(Excerpts from a point labeling dataset)
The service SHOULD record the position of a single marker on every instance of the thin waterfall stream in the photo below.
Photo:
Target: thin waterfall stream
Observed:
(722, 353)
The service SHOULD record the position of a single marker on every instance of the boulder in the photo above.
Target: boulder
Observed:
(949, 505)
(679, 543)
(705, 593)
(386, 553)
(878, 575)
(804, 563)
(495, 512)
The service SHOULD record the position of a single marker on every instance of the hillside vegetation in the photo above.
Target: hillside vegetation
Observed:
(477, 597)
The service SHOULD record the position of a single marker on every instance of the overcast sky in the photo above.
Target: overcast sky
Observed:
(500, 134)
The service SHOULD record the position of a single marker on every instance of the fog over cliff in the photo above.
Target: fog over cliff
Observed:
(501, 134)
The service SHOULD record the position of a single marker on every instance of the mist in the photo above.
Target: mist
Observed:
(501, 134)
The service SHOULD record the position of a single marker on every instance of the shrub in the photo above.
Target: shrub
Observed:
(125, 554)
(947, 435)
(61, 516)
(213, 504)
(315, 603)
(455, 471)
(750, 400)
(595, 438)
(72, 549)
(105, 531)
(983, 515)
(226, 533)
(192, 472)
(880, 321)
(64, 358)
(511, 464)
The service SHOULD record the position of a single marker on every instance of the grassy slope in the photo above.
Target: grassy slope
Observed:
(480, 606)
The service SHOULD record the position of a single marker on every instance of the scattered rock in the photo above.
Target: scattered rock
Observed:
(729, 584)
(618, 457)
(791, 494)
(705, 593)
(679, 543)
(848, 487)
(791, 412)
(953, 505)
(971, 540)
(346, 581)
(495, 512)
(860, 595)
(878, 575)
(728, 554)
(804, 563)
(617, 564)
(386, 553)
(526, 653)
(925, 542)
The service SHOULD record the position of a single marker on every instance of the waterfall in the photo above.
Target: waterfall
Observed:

Required work: Print all of the entries above again, reproducing every line without any change.

Written reply:
The service SHOULD record the position of a single marker on every instance of the thin waterfall stream in the photo below.
Photo:
Target: thin waterfall stream
Observed:
(722, 353)
The service SHOULD record the position of a single marker on every instance of the boulder in the photo above.
Target: boulder
Observed:
(949, 505)
(679, 543)
(705, 593)
(386, 553)
(878, 575)
(804, 563)
(495, 512)
The service SHOULD record the position of a single marker on every instance of the hillside vegetation in the photo above.
Target: hillside vegetation
Observed:
(477, 597)
The service SHOULD record the position of a single marker on every instance of the overcast sky in the photo above.
Target: overcast sky
Observed:
(500, 134)
The service SHOULD record the position of a single marker on every instance of the fog over cliff in the photo above.
Target: fog over cliff
Observed:
(501, 134)
The service SHOULD record the position of a single marker on every instance of the mist in the photo above.
Target: mist
Observed:
(501, 134)
The service SHOULD record the position of a single marker on every instance of the shrub in the photo above.
Target: shrub
Observed:
(125, 554)
(947, 435)
(61, 516)
(213, 504)
(315, 603)
(455, 471)
(750, 400)
(595, 438)
(72, 549)
(105, 531)
(983, 515)
(226, 533)
(192, 472)
(880, 321)
(64, 358)
(511, 464)
The service SHOULD record the position of a single marker on every instance of the grassy slope in the photo above.
Target: grassy slope
Observed:
(480, 606)
The service SHOULD record the position of a single marker on every instance of the scattered rock in the photo above.
Target: scattered rock
Observed:
(729, 584)
(618, 457)
(791, 494)
(705, 593)
(679, 543)
(848, 487)
(791, 412)
(953, 505)
(971, 540)
(346, 581)
(495, 512)
(860, 595)
(878, 575)
(728, 554)
(804, 563)
(617, 564)
(386, 553)
(526, 653)
(925, 542)
The service SHOULD record the position of a single marker on every instance of the waterfall in the photo above.
Target: waterfall
Observed:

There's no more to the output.